## SELECTED EXCERPT
<<<<
Will we finally end the silence around suicide?
About 123 people die of it every day, but we still don’t want to talk about it. Those left behind often don’t receive casseroles or cards, flowers or fundraisers, hugs or visits.
The obituaries, too, are evasive, resorting to euphemisms such as “died in his home” or “died suddenly”.
Unless it’s Kate Spade or Anthony Bourdain. Finally, an opening to talk about suicide.
This is what’s killing nearly 45,000 Americans every year, a rate that has soared in the past two decades, according to a report by the Centres for Disease Control and Prevention released after Spade’s death and before Bourdain’s.
The silence, the stigma and the fear keep us from having real conversations — and taking action — when it comes to such a determined killer.
Cancer? We’ll beat it. Gimme a pink ribbon!
Drunken driving? Posters, billboards, legislation, police checkpoints. Drag that wrecked car in front of the high school during prom week. In your face.
Heart disease? Let’s get that cute, healthy heart mascot to dance around the convention floor. Wear your red dresses, ladies.
But suicide?
Shhhhh. The tenth-leading cause of death for Americans and the number two killer of teenagers cannot be discussed.
“Where are what I thought were my friends?” a woman wrote in a forum on the Alliance of Hope website, a suicide survivor support group, after her friends pulled away following her daughter’s suicide.
Another woman spoke of her father’s suicide becoming taboo.
“One of the hardest elements of suicide, and one that isn’t spoken of much, is the stigma it carried,” she wrote.
“I spent years growing up ashamed of how my father died. I worried that others would see me as broken or similarly troubled, as he was. I struggled with how to explain my father’s death to new boyfriends, and then eventually my own children, who had many questions.”
I remember interviewing a mom whose son killed himself. No one came to their house after the funeral. They became pariahs.
>>>>
## EXERCISE REQUIREMENTS
Please return the part of the suicide article that begins at the words "Cancer? We’ll beat" and stops after "cannot be discussed.", copied word for word.

## ENTRIES PROVIDED
<<<<
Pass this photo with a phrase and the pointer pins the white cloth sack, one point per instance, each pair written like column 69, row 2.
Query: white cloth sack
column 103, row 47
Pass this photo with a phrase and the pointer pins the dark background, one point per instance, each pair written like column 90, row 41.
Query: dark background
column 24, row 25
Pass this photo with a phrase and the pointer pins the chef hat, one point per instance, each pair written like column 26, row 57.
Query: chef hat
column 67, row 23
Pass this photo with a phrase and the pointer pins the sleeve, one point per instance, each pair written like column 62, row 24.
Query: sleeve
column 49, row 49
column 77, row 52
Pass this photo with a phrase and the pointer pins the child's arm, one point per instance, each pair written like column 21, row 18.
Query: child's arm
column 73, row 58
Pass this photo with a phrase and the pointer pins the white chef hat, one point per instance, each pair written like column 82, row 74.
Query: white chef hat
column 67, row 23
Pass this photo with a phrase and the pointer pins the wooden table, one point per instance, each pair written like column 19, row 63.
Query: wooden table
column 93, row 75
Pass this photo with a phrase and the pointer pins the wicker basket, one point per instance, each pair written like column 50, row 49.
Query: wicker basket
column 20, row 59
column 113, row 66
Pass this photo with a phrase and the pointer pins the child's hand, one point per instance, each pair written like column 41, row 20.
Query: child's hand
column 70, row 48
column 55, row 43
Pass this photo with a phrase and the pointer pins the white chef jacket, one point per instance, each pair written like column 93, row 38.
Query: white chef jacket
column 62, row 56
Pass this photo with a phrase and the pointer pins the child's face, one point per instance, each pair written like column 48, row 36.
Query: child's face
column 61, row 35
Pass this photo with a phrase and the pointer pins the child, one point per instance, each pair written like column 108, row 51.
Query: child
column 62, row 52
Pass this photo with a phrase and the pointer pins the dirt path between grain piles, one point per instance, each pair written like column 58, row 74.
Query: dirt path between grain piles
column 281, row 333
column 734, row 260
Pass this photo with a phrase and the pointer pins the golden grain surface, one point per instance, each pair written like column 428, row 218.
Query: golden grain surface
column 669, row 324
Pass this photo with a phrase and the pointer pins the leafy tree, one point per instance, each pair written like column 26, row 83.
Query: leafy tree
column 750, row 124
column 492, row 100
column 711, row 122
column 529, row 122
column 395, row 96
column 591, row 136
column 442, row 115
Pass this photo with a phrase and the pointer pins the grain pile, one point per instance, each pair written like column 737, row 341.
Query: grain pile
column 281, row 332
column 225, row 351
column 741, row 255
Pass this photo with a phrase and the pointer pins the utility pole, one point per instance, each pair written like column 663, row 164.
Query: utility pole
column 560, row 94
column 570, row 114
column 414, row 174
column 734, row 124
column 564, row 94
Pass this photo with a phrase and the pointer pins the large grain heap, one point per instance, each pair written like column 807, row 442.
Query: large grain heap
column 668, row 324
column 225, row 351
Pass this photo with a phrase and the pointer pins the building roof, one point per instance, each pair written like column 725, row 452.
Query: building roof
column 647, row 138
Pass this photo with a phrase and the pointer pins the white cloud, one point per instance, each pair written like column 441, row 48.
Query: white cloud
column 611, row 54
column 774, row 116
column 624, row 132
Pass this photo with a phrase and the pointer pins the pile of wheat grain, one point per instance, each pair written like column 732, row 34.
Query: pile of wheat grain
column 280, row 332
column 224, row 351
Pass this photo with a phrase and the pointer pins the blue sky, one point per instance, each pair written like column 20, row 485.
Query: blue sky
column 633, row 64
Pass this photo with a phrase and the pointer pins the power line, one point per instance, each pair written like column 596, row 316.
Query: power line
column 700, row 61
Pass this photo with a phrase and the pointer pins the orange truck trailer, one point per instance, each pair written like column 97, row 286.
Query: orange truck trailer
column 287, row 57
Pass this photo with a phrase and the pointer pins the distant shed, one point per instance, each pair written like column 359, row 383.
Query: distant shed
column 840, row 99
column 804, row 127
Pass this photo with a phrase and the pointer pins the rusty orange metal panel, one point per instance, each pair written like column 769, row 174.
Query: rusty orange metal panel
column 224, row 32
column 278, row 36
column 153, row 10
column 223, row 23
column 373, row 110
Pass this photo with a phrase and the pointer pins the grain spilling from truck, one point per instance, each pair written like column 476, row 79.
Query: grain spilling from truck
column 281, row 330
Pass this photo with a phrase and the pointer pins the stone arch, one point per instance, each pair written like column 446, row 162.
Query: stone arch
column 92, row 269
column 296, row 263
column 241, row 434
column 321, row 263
>>>>
## RESPONSE TO THIS TASK
Cancer? We’ll beat it. Gimme a pink ribbon!
Drunken driving? Posters, billboards, legislation, police checkpoints. Drag that wrecked car in front of the high school during prom week. In your face.
Heart disease? Let’s get that cute, healthy heart mascot to dance around the convention floor. Wear your red dresses, ladies.
But suicide?
Shhhhh. The tenth-leading cause of death for Americans and the number two killer of teenagers cannot be discussed.